+++ TEKS YANG DIBERIKAN +++

Kegiatan ekstrakurikuler adalah berbagai kegiatan sekolah yang dilakukan dalam rangka memberikan kesempatan kepada peserta didik untuk dapat mengembangkna potensi, minat bakat, dan hobi yang dimilikinya yang dilakukan diluar jam pelajaran. Sebagai kegiatan pembelajaran dan pengajaran diluar kelas, ekstrakurikuler ini mempunyi fungsi dan tujuan untuk: a. Meningkatkan kemampuan peserta didik b. Menyalurkan dan mengembangkan potensi dan bakat peserta didik agar dapat menjadi manusia yang berkreatifitas tinggi dan penuh dengan karya. c. Melatih sikap disiplin, kejujuran, kepercayaan, dan tanggung jawab dalam menjalankan tugas. d. Mengembangka etika dan akhlak yang mengintegrasikan hubungan tuhan, rasul, manusia, dan alam semesta. e. Mengembankan sensitifitas peserta didik dalam memandang masalah social keagamaan. 

C. GAYA KEPEMIMPINAN TRANSFORMASIONAL 

Kepemimpinan transformasional hadir untuk menjawab tantangan zaman yang penuh dengan perubahan. Zaman yang dihadapi saat ini bukan zaman ketika manusia menerima segala apa yang menimpanya, tetapi zaman dimana manusia dapat mengkritik dan meminta yang layak dari apa yang diberikannya secara kemanusiaan. Bahkan dalam terminology motifasi Maslow, manusia diera ini adalah manusia yang memiliki keinginan mengaktualisasikan dirinya, yang berimplikasi pada bentuk pelayanan dan penghargaan terhadap manusia itu sendiri (Abdul Kadim Masaong dan Arfan A. Tilomi: 2011: 165) Konsepsi kepemimpinan transformasional pertama kali dikemukakan oleh James McGregor Burns. 

Dalam kaitannya dengan kepemimpinan transformasional, Bernard Bass (dalam Eris Yustiono) mengatakan sebagai berikut: “Transformational leaders transform the personal values of followers to support the vision and goals of the organization by fostering an environment where relationships can be formed and by establishing a climate of trust in which visions can be shared”. Kepemimpinan transformasional mengubah kepribadian bawahan untuk memberikan dan mendukung visi dan tujuan pada pengembangan dan penciptaan lingkungan organisasi, dimana hubungan dapat membentuk dan menetapkan sebuah iklim kepercayaan terhadap visi bersama. Selanjutnya, secara operasional Bernard Bass (dalam Eris Yustiono) memaknai kepemimpinan transformasional sebagai berikut: “Leadership and performance beyond expectations”.

+++

* _TUGAS SINGKAT 1_
Ketik ulang bagian dari teks yang diberikan mulai dari "C. GAYA KEPEMIMPINAN" sampai dengan "James McGregor Burns.", termasuk kata-kata terakhir tersebut.
* _TUGAS SINGKAT 2_
Tentukan apakah setiap pernyataan berikut sesuai dengan teks yang diberikan. Jawab ya atau tidak, lalu kutip kata-kata dari teks yang menjadi dasarnya.
(a) Konsepsi kepemimpinan transformasional pertama kali dikemukakan oleh Bernard Bass.
(b) Kegiatan ekstrakurikuler dilakukan di luar jam pelajaran.
(c) Salah satu fungsi dan tujuan ekstrakurikuler adalah melatih sikap disiplin.

+++ DATA YANG DIBERIKAN +++

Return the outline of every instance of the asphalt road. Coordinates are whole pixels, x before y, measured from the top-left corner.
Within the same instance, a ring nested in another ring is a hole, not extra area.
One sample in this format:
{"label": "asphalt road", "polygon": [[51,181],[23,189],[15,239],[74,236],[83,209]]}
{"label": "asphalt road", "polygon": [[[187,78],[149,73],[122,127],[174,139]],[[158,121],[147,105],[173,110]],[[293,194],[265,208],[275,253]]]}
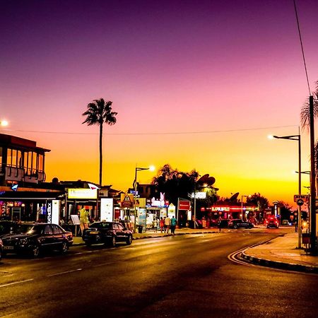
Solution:
{"label": "asphalt road", "polygon": [[0,264],[0,317],[317,317],[318,276],[234,262],[284,230],[73,247]]}

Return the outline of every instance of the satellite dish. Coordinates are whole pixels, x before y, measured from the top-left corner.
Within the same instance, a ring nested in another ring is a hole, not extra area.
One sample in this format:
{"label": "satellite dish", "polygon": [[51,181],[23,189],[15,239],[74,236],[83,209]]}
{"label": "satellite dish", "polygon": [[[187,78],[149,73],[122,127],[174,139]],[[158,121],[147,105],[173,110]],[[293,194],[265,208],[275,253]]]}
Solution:
{"label": "satellite dish", "polygon": [[212,185],[216,182],[216,178],[214,177],[208,177],[208,182],[206,182],[208,185]]}
{"label": "satellite dish", "polygon": [[209,175],[207,173],[206,175],[203,175],[199,180],[198,183],[208,183]]}

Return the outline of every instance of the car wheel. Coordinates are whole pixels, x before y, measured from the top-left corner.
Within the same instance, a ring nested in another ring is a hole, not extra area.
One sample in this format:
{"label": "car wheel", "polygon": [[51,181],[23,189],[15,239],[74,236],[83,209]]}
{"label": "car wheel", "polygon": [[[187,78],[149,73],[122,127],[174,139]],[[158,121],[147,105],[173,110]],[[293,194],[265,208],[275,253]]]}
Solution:
{"label": "car wheel", "polygon": [[39,257],[39,255],[40,255],[40,246],[39,245],[35,245],[32,247],[31,255],[33,257]]}
{"label": "car wheel", "polygon": [[69,245],[67,244],[67,242],[63,242],[61,247],[61,252],[63,254],[65,254],[69,249]]}
{"label": "car wheel", "polygon": [[131,244],[131,242],[132,242],[132,236],[129,235],[128,235],[127,240],[126,241],[126,244],[127,245],[130,245]]}
{"label": "car wheel", "polygon": [[110,245],[113,247],[116,247],[116,237],[115,236],[112,236],[112,240],[110,241]]}

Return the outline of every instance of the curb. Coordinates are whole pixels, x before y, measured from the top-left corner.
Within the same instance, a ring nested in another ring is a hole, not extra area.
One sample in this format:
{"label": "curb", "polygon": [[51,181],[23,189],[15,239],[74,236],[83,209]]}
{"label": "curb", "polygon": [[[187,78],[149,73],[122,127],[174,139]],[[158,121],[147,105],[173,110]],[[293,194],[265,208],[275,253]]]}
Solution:
{"label": "curb", "polygon": [[259,257],[255,257],[254,256],[248,255],[245,252],[245,251],[242,252],[241,257],[246,261],[264,267],[273,267],[278,269],[287,269],[288,271],[318,273],[318,266],[293,263],[285,263],[283,261],[261,259]]}

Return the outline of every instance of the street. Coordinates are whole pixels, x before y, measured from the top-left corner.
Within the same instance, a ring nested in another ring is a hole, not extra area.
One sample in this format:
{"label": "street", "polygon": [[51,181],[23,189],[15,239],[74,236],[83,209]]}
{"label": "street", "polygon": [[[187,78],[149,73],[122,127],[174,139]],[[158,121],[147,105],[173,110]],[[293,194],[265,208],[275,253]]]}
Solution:
{"label": "street", "polygon": [[240,264],[231,253],[285,229],[72,247],[0,263],[0,317],[316,317],[318,276]]}

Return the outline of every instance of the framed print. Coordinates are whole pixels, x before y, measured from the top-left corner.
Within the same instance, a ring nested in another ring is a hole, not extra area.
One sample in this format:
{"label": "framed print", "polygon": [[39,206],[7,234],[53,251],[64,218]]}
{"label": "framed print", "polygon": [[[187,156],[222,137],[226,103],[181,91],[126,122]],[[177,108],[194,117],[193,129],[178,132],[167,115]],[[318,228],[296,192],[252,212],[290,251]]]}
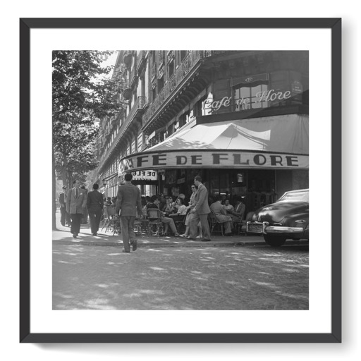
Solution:
{"label": "framed print", "polygon": [[20,45],[21,343],[341,342],[340,18],[21,18]]}

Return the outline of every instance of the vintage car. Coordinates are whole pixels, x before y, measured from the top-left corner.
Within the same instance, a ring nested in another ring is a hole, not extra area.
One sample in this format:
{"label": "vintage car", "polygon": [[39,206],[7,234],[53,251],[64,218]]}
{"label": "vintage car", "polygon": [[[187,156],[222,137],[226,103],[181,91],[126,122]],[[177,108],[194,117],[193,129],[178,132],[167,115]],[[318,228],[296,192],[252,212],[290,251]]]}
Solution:
{"label": "vintage car", "polygon": [[286,192],[277,202],[262,207],[247,222],[246,233],[262,234],[272,247],[286,240],[309,239],[308,189]]}

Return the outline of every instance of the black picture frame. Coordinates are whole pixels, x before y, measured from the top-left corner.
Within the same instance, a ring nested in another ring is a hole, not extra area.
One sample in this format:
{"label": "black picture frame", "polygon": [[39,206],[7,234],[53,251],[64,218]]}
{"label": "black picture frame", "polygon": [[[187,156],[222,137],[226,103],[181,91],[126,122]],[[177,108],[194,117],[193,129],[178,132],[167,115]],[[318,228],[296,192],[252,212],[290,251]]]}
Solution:
{"label": "black picture frame", "polygon": [[[329,334],[36,334],[30,331],[30,30],[37,28],[324,28],[331,31],[331,331]],[[340,343],[341,342],[341,19],[20,18],[20,342]],[[27,188],[24,185],[29,185]]]}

+++

* _JAWABAN BENAR 1_
C. GAYA KEPEMIMPINAN TRANSFORMASIONAL 

Kepemimpinan transformasional hadir untuk menjawab tantangan zaman yang penuh dengan perubahan. Zaman yang dihadapi saat ini bukan zaman ketika manusia menerima segala apa yang menimpanya, tetapi zaman dimana manusia dapat mengkritik dan meminta yang layak dari apa yang diberikannya secara kemanusiaan. Bahkan dalam terminology motifasi Maslow, manusia diera ini adalah manusia yang memiliki keinginan mengaktualisasikan dirinya, yang berimplikasi pada bentuk pelayanan dan penghargaan terhadap manusia itu sendiri (Abdul Kadim Masaong dan Arfan A. Tilomi: 2011: 165) Konsepsi kepemimpinan transformasional pertama kali dikemukakan oleh James McGregor Burns.

* _JAWABAN BENAR 2_
(a) Tidak: "Konsepsi kepemimpinan transformasional pertama kali dikemukakan oleh James McGregor Burns."
(b) Ya: "yang dilakukan diluar jam pelajaran"
(c) Ya: "Melatih sikap disiplin, kejujuran, kepercayaan, dan tanggung jawab dalam menjalankan tugas."